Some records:
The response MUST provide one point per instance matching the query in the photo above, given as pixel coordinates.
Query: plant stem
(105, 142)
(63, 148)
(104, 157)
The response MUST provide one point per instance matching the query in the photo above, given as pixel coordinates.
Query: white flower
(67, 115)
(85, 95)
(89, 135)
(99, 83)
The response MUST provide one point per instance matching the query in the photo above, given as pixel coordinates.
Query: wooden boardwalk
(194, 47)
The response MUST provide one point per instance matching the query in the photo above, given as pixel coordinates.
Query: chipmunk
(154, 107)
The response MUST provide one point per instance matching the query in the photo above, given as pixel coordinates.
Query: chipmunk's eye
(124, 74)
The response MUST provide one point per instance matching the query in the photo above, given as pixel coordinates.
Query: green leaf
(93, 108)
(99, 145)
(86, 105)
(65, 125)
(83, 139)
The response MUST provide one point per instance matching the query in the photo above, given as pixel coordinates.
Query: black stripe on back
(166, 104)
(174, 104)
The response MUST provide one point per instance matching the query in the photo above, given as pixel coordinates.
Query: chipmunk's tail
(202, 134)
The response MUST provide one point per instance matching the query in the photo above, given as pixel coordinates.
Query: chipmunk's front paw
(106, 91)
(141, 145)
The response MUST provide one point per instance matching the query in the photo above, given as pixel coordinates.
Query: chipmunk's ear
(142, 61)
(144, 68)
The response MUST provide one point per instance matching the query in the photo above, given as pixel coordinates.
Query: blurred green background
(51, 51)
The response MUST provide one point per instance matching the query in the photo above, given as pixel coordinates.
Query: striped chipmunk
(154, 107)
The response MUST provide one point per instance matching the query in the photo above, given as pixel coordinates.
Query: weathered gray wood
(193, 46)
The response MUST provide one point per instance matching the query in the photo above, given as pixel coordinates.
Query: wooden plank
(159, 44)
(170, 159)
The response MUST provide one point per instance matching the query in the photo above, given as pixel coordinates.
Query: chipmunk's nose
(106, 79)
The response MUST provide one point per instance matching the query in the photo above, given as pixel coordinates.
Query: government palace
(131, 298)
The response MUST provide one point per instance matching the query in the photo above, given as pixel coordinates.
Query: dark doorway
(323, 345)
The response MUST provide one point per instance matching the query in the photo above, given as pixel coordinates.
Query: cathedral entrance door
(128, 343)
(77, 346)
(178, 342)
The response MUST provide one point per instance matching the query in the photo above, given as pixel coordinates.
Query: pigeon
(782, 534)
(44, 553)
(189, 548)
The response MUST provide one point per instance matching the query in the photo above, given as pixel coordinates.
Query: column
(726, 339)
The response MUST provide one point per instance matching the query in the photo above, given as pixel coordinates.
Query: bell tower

**What is being asked:**
Count how many lines of the material contain the string "chipmunk", and reply with only that number.

**Written response:**
7